----- Record excerpts
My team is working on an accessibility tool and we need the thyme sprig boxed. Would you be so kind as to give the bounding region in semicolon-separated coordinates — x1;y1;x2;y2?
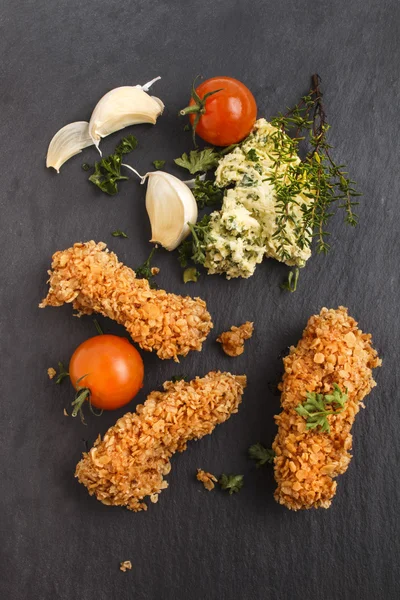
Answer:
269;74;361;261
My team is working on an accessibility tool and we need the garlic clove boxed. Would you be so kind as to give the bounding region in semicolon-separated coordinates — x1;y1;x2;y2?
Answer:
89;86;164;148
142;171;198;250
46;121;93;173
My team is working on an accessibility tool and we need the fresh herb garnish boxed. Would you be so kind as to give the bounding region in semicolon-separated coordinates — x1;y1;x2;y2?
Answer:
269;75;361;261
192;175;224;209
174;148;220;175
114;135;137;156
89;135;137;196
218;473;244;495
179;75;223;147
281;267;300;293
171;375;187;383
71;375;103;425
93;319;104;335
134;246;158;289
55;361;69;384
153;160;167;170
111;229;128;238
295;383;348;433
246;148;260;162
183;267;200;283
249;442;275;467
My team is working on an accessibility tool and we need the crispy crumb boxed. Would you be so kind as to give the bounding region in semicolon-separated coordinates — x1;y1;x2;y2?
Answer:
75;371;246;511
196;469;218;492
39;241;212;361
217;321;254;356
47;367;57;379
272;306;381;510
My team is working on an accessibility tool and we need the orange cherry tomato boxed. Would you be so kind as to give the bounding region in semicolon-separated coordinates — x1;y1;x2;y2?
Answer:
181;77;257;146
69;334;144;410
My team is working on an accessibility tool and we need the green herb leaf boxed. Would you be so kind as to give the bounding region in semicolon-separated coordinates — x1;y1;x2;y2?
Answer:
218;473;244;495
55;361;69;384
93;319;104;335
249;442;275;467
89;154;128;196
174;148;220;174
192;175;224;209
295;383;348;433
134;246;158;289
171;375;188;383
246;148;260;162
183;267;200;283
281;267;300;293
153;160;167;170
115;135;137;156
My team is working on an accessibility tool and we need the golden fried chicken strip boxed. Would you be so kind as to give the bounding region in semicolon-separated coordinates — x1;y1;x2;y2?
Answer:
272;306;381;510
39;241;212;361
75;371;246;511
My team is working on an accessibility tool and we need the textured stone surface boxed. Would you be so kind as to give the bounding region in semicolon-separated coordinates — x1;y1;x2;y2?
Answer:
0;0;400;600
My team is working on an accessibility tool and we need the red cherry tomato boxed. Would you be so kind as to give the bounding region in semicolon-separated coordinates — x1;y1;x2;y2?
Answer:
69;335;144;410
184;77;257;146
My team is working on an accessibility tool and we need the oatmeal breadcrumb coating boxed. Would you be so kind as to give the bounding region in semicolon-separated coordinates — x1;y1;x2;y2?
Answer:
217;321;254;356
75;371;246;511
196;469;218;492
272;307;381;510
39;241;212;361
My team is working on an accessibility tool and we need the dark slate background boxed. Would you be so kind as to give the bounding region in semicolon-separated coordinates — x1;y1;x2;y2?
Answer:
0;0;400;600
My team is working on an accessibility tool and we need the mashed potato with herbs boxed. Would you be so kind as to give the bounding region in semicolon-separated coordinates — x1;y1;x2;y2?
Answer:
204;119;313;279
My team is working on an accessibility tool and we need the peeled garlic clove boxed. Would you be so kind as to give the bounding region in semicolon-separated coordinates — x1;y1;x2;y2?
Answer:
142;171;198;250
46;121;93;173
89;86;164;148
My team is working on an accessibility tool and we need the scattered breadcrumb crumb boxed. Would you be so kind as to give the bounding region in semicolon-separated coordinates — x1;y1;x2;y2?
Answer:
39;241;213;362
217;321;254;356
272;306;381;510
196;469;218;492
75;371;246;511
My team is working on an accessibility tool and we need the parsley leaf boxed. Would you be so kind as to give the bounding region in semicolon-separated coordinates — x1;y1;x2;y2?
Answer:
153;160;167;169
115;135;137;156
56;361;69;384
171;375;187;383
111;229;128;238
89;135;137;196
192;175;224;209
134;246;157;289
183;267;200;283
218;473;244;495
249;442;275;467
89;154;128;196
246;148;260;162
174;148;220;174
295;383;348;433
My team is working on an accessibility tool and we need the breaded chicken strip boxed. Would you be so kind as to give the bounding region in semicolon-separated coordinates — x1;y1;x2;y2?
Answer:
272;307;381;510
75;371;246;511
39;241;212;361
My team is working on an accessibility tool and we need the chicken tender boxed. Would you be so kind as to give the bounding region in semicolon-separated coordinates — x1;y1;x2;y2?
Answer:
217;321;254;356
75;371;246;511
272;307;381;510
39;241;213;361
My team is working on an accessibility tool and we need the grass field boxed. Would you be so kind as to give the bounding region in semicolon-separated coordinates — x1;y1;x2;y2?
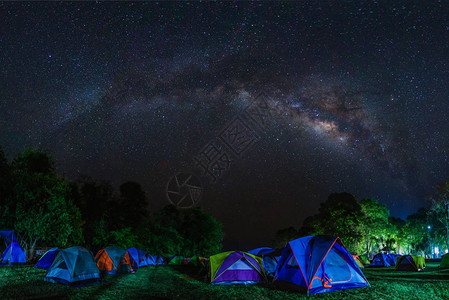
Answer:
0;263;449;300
----------
> [Exercise]: Reproduce everything from the line containing "need the grass" down to the end of the entries, requests included, scaling each bounding-box coordinate in the answers by 1.35 and rounding to whole numbers, with halves rounded up. Leave the picture out, and keep the numbers in the requests unchanged.

> [Completed task]:
My team is working on an accessibility tool and we need the grass field boxed. Would you be so kind as to give the bounding region in semicolon-separated coordinates — x1;y1;x2;y2?
Answer:
0;355;606;405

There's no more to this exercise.